* YOUR ASSIGNMENT:
Can you copy out the passage about a hard first winter on the Harvard Divinity School faculty, word for word from start to finish?

━━━ PAGE EXCERPT ━━━

In the fall of 2010, I moved to Cambridge to join the faculty of Harvard Divinity School. Fall and winter of that year were horrible. The snowfall began in October and did not cease until late spring; the December dusk at 4 p.m. made me long for the southern California sun that my family had walked away from; and I was having trouble keeping up with the frenetic pace of my new job.
Sleep was an indulgence that it seemed a tenure-track professor could not afford. Either my slacks were shrinking by the day or my waistline was growing—I tried to convince myself it was the former. And rising rental costs had my family as broke as the Ten Commandments.
Yet the real problem was that I had become almost unrecognizable to my family. The hide-and-go-seek playing, flag-football-coaching, nightly-dinner-cooking father and husband had somehow become “that cranky man” who never came out of his office.
I am confident that my experience is far from foreign to students and professionals across the country. Whether one attends Harvard, Stanford, or Georgia Tech, increasing tuition costs and an anemic job market contribute to what are already hyper-competitive environments. Nor were my attempts to keep pace on the academic tenure-track very different from the efforts of investors running down the halls at Goldman Sachs or medical professionals sprinting through understaffed emergency rooms. But in the shadow of America’s Great Recession, where millions face long-term unemployment and underemployment, how dare one ever complain?

━━━ PROVIDED MATERIAL ━━━

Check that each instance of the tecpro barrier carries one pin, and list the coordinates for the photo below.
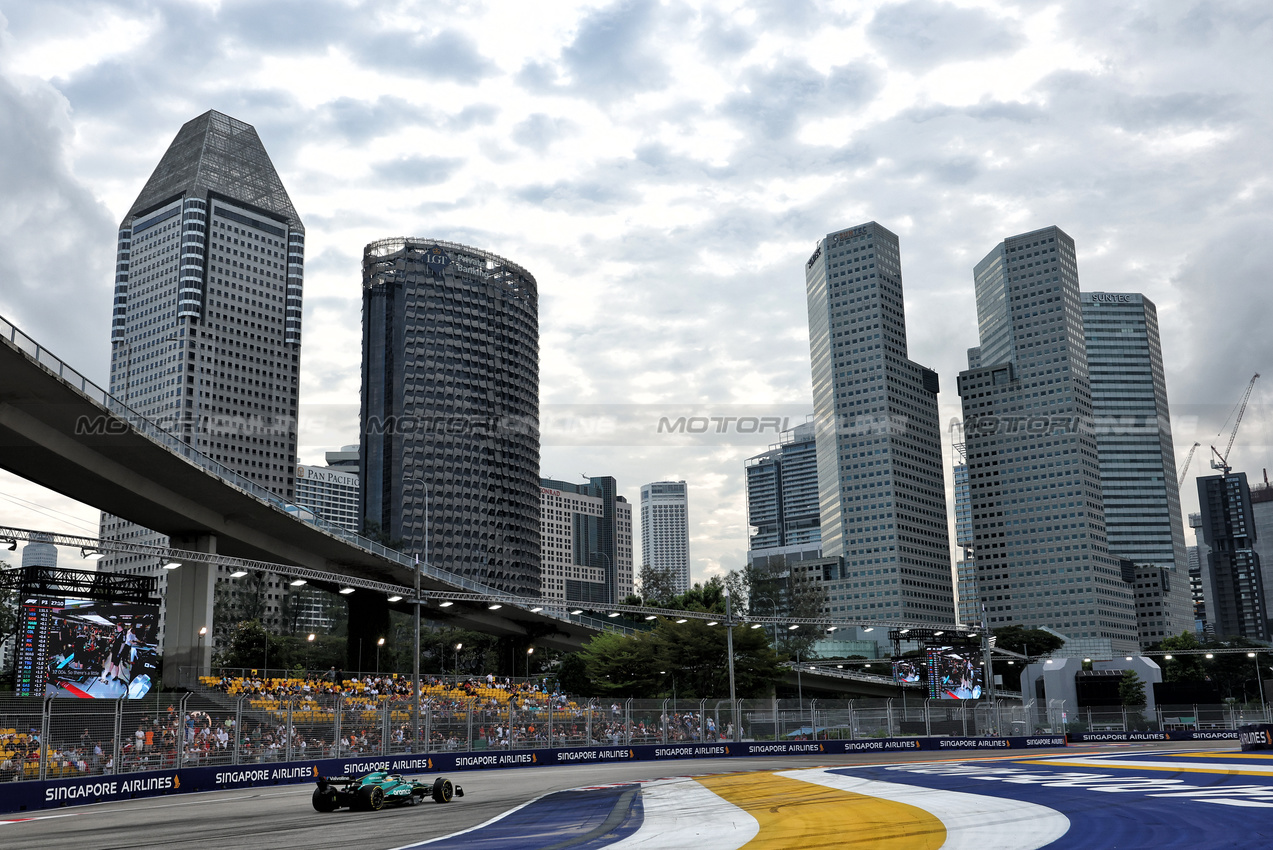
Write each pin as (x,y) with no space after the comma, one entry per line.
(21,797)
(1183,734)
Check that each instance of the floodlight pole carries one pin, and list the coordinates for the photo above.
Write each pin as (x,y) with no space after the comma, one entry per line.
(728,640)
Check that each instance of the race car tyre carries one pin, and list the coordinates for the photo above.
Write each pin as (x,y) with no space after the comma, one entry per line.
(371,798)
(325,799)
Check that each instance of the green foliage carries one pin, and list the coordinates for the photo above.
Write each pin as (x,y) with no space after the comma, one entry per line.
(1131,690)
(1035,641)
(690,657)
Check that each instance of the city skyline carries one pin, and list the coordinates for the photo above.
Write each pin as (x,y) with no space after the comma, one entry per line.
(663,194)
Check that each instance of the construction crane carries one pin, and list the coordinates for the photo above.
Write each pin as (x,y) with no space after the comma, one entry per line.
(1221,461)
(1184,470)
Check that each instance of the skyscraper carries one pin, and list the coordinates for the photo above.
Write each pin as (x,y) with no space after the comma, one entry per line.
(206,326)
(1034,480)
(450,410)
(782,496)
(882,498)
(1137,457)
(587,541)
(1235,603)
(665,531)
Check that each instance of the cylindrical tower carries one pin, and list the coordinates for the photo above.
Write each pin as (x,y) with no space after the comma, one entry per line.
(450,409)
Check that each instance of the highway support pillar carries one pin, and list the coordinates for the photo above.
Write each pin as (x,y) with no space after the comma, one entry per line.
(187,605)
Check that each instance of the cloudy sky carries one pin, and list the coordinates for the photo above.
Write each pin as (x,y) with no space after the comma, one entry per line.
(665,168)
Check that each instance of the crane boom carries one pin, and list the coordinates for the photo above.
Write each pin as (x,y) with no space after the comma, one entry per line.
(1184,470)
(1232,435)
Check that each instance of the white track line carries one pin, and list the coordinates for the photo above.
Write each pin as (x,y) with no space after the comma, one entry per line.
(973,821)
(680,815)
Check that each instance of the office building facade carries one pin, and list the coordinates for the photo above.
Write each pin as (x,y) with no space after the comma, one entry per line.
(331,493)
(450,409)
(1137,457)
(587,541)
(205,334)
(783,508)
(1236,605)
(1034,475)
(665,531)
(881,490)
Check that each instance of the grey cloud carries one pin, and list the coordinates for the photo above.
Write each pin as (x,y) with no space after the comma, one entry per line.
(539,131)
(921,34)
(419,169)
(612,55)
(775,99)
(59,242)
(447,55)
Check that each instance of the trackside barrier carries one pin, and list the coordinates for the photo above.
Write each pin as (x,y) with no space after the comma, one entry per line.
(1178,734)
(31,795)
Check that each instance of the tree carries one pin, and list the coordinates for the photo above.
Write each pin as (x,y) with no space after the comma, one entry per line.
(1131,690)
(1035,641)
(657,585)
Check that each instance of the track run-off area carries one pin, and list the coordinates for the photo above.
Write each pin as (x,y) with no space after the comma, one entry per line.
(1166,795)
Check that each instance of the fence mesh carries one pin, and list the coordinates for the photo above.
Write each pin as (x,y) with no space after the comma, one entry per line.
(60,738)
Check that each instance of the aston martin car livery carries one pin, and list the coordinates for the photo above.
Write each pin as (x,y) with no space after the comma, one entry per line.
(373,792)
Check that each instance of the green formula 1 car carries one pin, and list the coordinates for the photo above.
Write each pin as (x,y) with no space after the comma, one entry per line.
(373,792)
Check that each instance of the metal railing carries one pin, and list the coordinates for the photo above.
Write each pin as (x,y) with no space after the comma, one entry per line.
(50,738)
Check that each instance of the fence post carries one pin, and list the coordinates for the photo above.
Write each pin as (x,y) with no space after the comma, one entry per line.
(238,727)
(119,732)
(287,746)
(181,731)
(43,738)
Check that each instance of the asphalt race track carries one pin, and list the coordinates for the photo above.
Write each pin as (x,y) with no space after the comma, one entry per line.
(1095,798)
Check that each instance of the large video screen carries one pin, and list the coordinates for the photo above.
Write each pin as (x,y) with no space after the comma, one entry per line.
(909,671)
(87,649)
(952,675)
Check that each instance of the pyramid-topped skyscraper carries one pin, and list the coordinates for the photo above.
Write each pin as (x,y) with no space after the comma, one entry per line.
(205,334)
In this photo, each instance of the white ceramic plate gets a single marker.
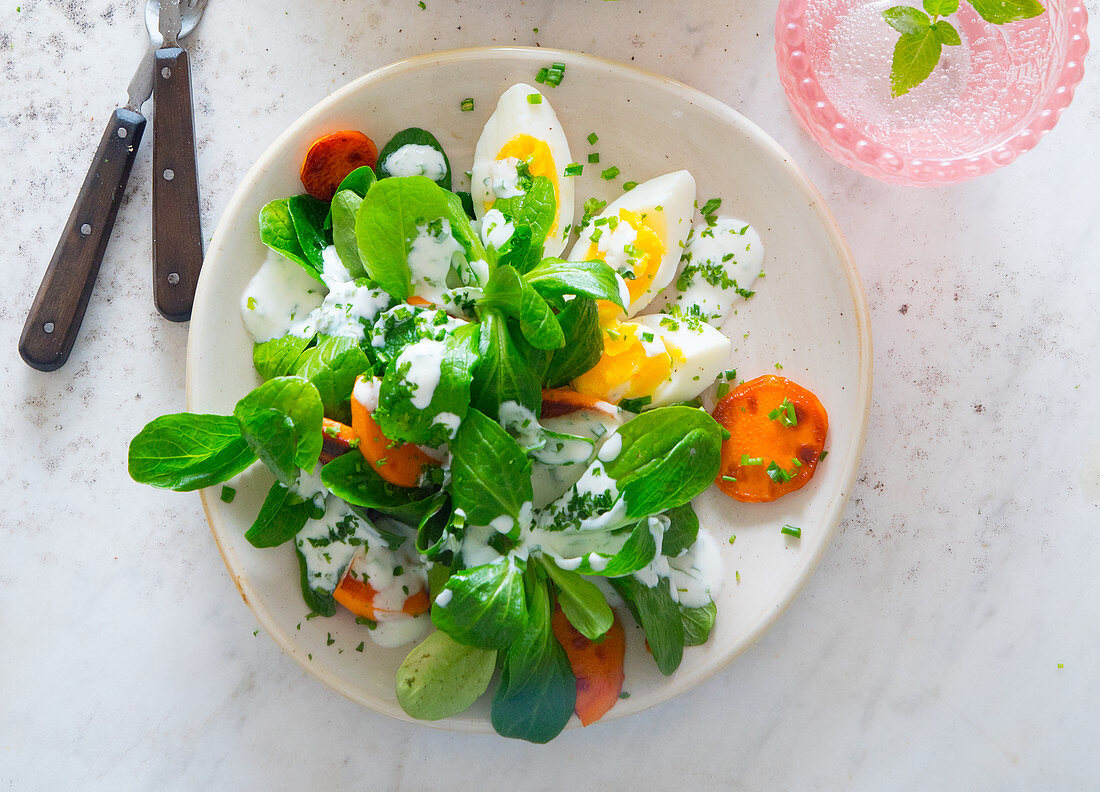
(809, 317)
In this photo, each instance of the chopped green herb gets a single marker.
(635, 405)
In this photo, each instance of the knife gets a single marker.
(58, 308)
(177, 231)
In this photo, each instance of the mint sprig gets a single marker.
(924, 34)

━━━

* SOLUTION TO THIS PROBLEM:
In the fall of 2010, I moved to Cambridge to join the faculty of Harvard Divinity School. Fall and winter of that year were horrible. The snowfall began in October and did not cease until late spring; the December dusk at 4 p.m. made me long for the southern California sun that my family had walked away from; and I was having trouble keeping up with the frenetic pace of my new job.
Sleep was an indulgence that it seemed a tenure-track professor could not afford. Either my slacks were shrinking by the day or my waistline was growing—I tried to convince myself it was the former. And rising rental costs had my family as broke as the Ten Commandments.
Yet the real problem was that I had become almost unrecognizable to my family. The hide-and-go-seek playing, flag-football-coaching, nightly-dinner-cooking father and husband had somehow become “that cranky man” who never came out of his office.
I am confident that my experience is far from foreign to students and professionals across the country. Whether one attends Harvard, Stanford, or Georgia Tech, increasing tuition costs and an anemic job market contribute to what are already hyper-competitive environments. Nor were my attempts to keep pace on the academic tenure-track very different from the efforts of investors running down the halls at Goldman Sachs or medical professionals sprinting through understaffed emergency rooms. But in the shadow of America’s Great Recession, where millions face long-term unemployment and underemployment, how dare one ever complain?